• [WHAT THE TASK REQUIRES]
Scale every entry below by restating each line, requests included, with each coordinate in the answers multiplied by 0.75 and rounded to a whole number, halves rounding up. Omit the pictures from the response.

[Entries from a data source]
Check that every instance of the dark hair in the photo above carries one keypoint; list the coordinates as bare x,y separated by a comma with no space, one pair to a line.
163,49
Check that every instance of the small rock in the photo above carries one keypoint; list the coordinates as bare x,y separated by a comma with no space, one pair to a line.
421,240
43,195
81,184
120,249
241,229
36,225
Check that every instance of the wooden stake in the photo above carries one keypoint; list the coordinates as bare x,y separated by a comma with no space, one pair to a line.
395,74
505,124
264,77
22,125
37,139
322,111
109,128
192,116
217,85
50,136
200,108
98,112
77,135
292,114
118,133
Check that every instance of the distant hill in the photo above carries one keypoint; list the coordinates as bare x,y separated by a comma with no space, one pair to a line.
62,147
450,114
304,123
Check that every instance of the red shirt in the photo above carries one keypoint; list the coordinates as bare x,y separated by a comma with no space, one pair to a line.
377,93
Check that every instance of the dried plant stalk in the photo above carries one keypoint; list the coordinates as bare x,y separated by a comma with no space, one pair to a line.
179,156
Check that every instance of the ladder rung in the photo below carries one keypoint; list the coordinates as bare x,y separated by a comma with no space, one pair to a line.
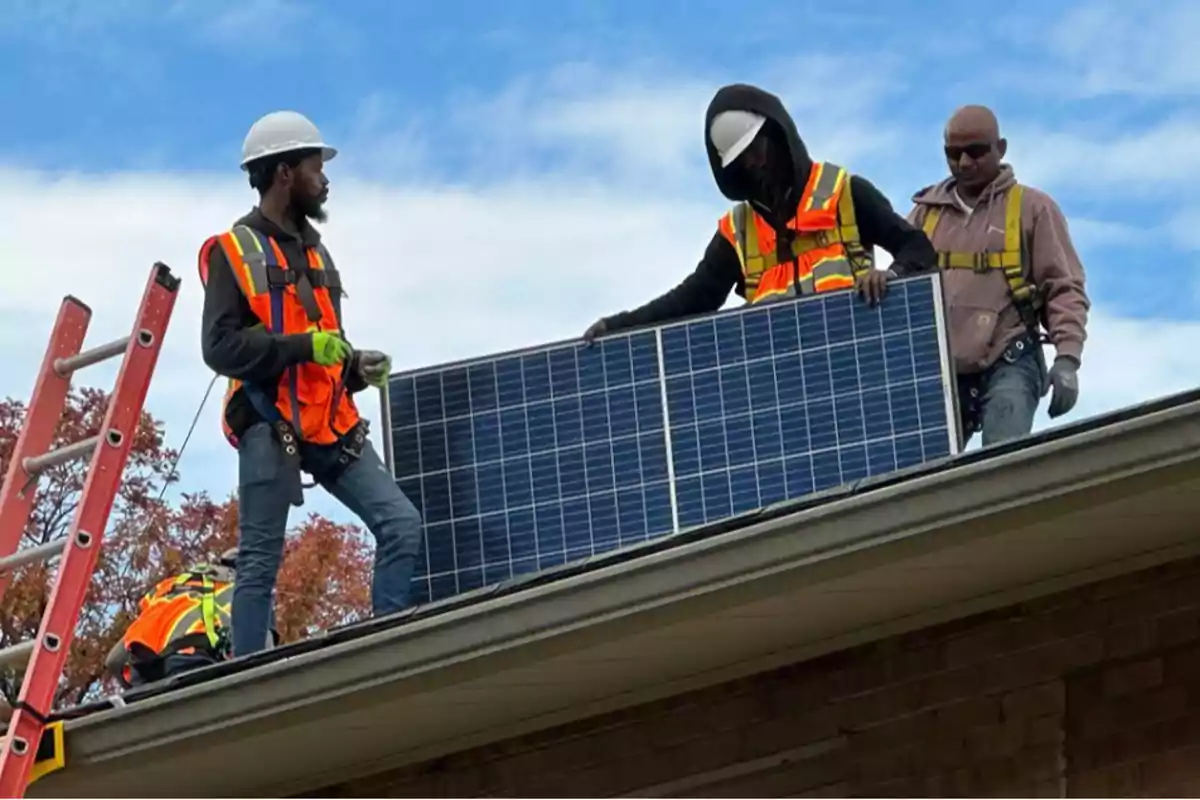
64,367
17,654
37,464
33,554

• [FULL SOLUTION]
Check that every instance of the dark hair in the photo above carries one keypoint; list the coordinates as bare x,y separated by a comma with no space, one pair to a line.
122,37
Check that every instance of the small rock in the photo above carries one keypoint; list the coordinates as bare x,y separated by a comma with no space, one pair to a line.
316,180
32,146
61,138
90,187
181,172
27,169
Check that every instance of the wooden stake in the photo above carries one keypoint; list the coordinates as bare x,y separated by a comma with no space, one pair to a line.
296,56
379,93
198,58
17,94
28,104
242,83
82,96
144,87
163,64
38,102
150,81
74,84
58,101
219,86
89,100
Check that every instance of the distant hill in the photo above carries one keypoint; list the coordinates as bare x,y separated by a comma with no space, one pair to a line.
47,110
338,86
228,92
Check that every instance of the red shirt in the photo above carries one keypoint; list the coordinates as bare x,y separated by a comma with no space, one pair to a line.
283,70
Check that every instance of the dried plant stalk in the photo above carries one keypoint; list the coordinates as bare x,y separated by a comma with no space, one pair to a line.
134,117
Check that every instance of the ladder rung in the photo below carries one keypoint; list the coordinates as bare x,y separated by a comma with no space, one pair to a line.
48,275
13,491
28,348
25,416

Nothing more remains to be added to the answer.